TASK INSTRUCTIONS:
In the material below, reproduce word for word the part that opens with the line containing "task=detect input=elderly man in navy blazer" and closes with the line containing "[4,5,680,379]", including both of those lines. Leave the pictures out of your answer.

EXERCISE INPUT:
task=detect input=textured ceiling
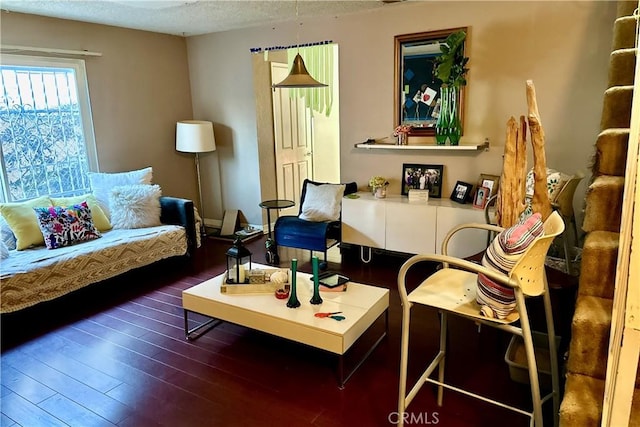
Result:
[0,0,394,36]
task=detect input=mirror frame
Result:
[393,27,469,136]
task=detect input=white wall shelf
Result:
[354,138,489,151]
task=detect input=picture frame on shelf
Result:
[473,187,491,209]
[394,27,469,136]
[401,163,444,198]
[476,173,500,199]
[450,181,473,204]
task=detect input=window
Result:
[0,55,97,201]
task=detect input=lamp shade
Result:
[176,120,216,153]
[273,54,327,88]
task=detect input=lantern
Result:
[227,238,251,284]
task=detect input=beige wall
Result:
[187,1,616,224]
[0,13,196,206]
[1,1,615,229]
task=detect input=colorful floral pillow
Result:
[476,213,544,319]
[33,202,102,249]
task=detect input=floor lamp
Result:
[176,120,216,236]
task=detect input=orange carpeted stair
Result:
[560,1,640,427]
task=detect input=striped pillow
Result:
[476,213,544,319]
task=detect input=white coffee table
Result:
[182,264,389,388]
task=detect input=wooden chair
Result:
[398,212,564,426]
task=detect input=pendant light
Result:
[273,0,327,88]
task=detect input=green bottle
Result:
[309,256,322,304]
[287,258,300,308]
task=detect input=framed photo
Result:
[394,27,468,136]
[451,181,473,204]
[402,163,444,198]
[473,187,491,209]
[476,173,500,199]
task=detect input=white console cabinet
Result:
[342,192,487,257]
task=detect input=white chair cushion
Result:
[299,183,346,222]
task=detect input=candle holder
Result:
[309,256,322,304]
[287,258,300,308]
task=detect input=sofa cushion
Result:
[109,185,162,228]
[51,194,111,231]
[0,196,51,251]
[87,167,153,218]
[300,183,345,222]
[476,213,544,319]
[0,225,187,313]
[33,202,101,249]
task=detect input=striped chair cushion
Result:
[476,213,544,319]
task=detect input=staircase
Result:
[560,1,640,427]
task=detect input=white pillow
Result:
[0,215,16,250]
[299,183,346,222]
[87,167,153,219]
[109,185,162,228]
[0,240,9,259]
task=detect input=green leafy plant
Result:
[369,176,389,190]
[433,30,469,87]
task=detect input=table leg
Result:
[338,309,389,390]
[184,309,222,341]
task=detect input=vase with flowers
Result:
[369,176,389,199]
[433,30,469,145]
[393,125,412,145]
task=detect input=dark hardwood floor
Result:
[0,239,564,427]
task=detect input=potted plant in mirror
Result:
[393,125,412,145]
[369,176,389,199]
[433,30,469,145]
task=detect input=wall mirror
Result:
[394,27,468,136]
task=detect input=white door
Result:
[271,62,313,215]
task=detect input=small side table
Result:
[258,199,295,265]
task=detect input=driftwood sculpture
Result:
[527,80,552,221]
[496,80,551,227]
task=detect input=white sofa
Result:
[0,197,197,313]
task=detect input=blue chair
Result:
[273,179,358,269]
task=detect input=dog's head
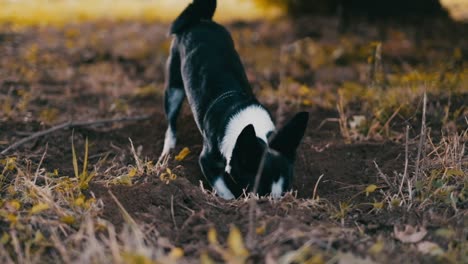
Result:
[230,112,309,198]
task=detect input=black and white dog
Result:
[161,0,309,199]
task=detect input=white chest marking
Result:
[214,177,236,200]
[271,177,284,199]
[219,105,275,173]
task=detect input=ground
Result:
[0,18,468,263]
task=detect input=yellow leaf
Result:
[30,203,49,214]
[8,200,21,211]
[6,214,18,224]
[372,202,383,209]
[304,254,325,264]
[200,252,215,264]
[175,148,190,161]
[0,232,11,245]
[208,227,219,245]
[169,247,184,260]
[128,168,138,178]
[365,184,378,196]
[75,196,85,206]
[255,224,266,235]
[60,215,76,225]
[447,169,465,177]
[302,99,312,106]
[227,226,249,256]
[369,239,385,255]
[114,175,132,186]
[34,230,45,243]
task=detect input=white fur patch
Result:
[219,105,275,173]
[161,127,176,156]
[271,177,284,199]
[214,177,236,200]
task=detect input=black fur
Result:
[165,0,308,196]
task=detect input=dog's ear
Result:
[231,125,264,171]
[269,112,309,161]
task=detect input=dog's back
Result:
[170,0,254,130]
[161,0,308,199]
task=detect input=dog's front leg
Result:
[159,40,185,161]
[199,147,236,200]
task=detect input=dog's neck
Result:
[219,105,275,173]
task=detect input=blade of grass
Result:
[72,131,80,179]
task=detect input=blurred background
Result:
[0,0,468,25]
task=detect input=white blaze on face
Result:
[271,177,284,199]
[214,177,236,200]
[219,105,275,173]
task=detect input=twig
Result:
[374,160,395,190]
[247,150,267,248]
[0,115,150,155]
[415,91,427,184]
[398,125,409,200]
[312,174,325,200]
[171,195,179,231]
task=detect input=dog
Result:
[160,0,309,199]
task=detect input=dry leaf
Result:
[175,148,190,161]
[338,252,375,264]
[418,241,444,256]
[394,225,427,243]
[227,226,249,256]
[365,184,377,196]
[30,203,49,214]
[208,227,219,245]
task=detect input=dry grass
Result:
[0,0,278,27]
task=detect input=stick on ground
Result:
[0,115,150,155]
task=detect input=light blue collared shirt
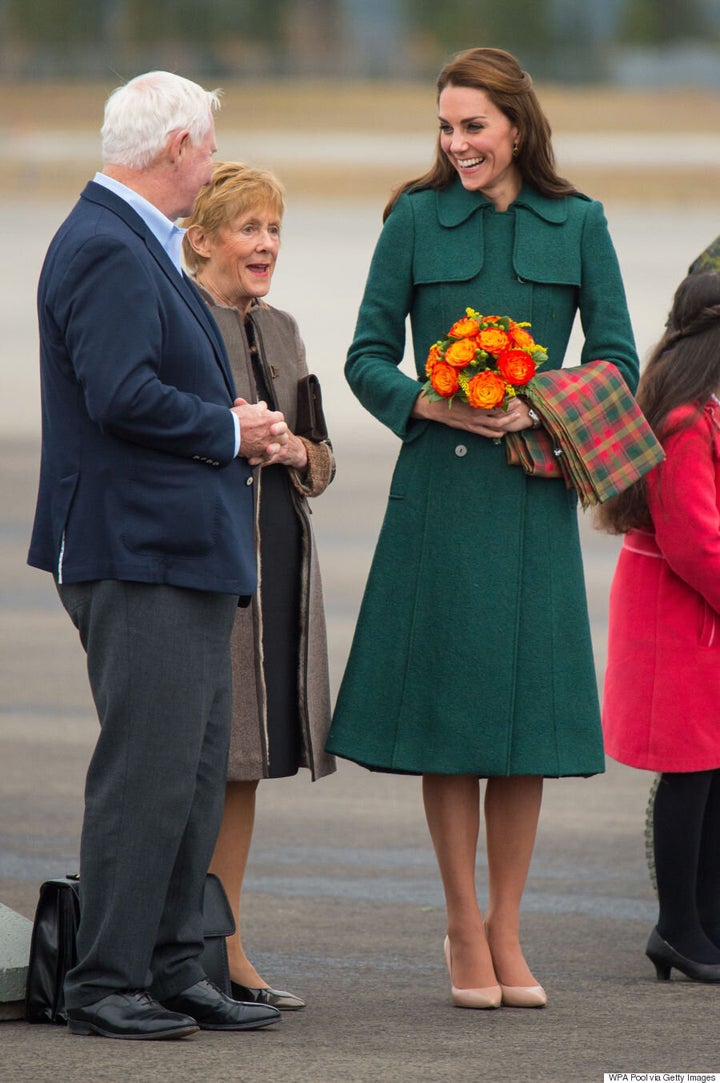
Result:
[93,173,185,274]
[93,173,240,457]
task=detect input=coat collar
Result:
[436,180,567,227]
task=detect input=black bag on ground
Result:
[25,873,235,1023]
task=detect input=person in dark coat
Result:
[597,271,720,982]
[183,161,335,1010]
[328,49,639,1008]
[28,71,288,1040]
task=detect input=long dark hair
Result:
[594,272,720,534]
[383,49,577,220]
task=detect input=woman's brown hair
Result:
[594,272,720,534]
[383,49,577,220]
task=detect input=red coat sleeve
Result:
[646,405,720,613]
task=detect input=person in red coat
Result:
[599,273,720,982]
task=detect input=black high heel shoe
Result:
[645,929,720,982]
[230,981,305,1012]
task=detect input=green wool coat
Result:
[327,182,639,777]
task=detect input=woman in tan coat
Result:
[183,162,335,1010]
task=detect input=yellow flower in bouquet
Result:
[422,309,548,409]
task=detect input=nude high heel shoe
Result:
[443,937,502,1008]
[500,986,548,1008]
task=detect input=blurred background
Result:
[0,0,720,86]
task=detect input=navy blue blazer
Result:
[28,182,257,595]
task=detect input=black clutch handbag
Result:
[25,873,235,1025]
[294,373,328,444]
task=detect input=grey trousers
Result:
[57,579,237,1008]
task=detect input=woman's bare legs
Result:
[485,774,542,986]
[210,781,267,989]
[422,774,497,989]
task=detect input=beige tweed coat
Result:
[193,289,336,780]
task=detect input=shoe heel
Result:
[647,955,672,981]
[67,1019,92,1038]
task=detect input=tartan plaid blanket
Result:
[505,361,665,508]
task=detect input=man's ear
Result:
[167,128,191,165]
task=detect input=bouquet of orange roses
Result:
[422,309,548,409]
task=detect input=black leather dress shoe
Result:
[162,978,280,1030]
[67,991,199,1042]
[230,981,305,1012]
[645,928,720,983]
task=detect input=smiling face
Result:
[193,207,280,314]
[437,84,522,210]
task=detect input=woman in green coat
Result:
[328,49,639,1008]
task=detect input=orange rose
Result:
[468,368,506,409]
[445,339,475,368]
[447,316,480,338]
[426,342,442,377]
[430,361,460,399]
[508,324,535,350]
[475,327,510,355]
[498,350,535,388]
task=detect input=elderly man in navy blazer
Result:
[28,71,287,1039]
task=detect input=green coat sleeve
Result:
[578,201,640,392]
[345,198,428,440]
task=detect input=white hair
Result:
[101,71,221,169]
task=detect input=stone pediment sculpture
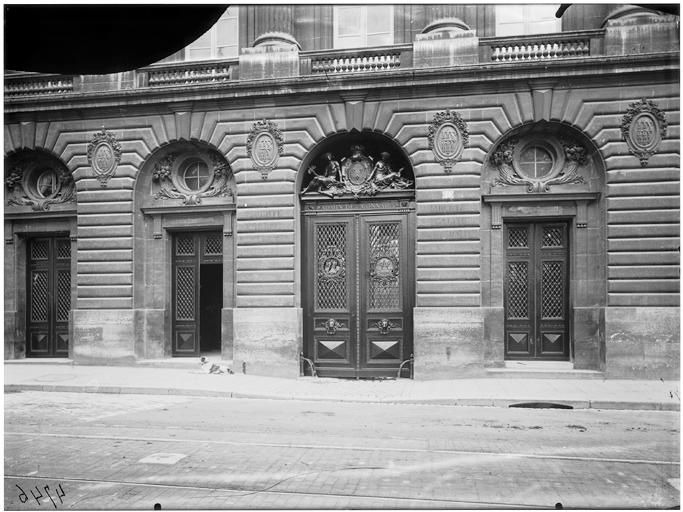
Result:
[301,145,413,199]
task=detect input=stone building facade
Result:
[4,5,680,379]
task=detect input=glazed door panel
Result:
[303,214,412,377]
[504,222,569,360]
[26,237,71,357]
[171,232,223,356]
[359,215,412,376]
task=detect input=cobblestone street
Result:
[5,391,680,510]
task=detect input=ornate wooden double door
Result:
[26,237,71,357]
[302,206,413,378]
[504,222,569,360]
[172,231,223,356]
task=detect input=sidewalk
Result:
[4,362,680,411]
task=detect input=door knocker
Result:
[325,318,342,335]
[377,318,394,334]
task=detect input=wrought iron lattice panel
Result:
[31,270,48,322]
[175,235,194,256]
[541,261,564,318]
[543,226,563,247]
[368,223,401,310]
[57,270,71,322]
[204,234,223,256]
[508,226,529,247]
[57,240,71,260]
[176,267,195,320]
[315,224,348,309]
[507,261,529,319]
[31,240,50,260]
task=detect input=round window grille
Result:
[35,169,59,199]
[518,145,554,179]
[181,160,212,192]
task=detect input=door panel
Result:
[172,232,223,356]
[304,210,412,377]
[26,237,71,357]
[504,223,569,360]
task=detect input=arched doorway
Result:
[300,132,415,378]
[134,141,235,359]
[482,122,606,370]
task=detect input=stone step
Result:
[486,361,605,379]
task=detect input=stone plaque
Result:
[428,110,469,173]
[621,98,667,167]
[88,129,121,188]
[247,119,283,180]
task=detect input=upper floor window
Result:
[159,5,239,62]
[496,4,562,37]
[334,5,394,48]
[185,5,239,60]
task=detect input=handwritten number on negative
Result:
[43,485,57,508]
[31,485,43,505]
[14,484,28,503]
[55,484,66,503]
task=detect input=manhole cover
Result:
[33,373,76,382]
[138,453,186,464]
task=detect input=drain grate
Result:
[509,402,573,409]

RESULT OF THE TASK:
task=detect input=elderly man in navy blazer
Result:
[28,71,287,1039]
task=detect input=green coat sleeve
Result:
[578,201,640,392]
[345,198,428,440]
task=detect input=white hair
Result:
[101,71,221,169]
task=detect input=stone pediment sculpture
Result:
[301,145,413,199]
task=detect input=stone building facade
Result:
[4,5,680,379]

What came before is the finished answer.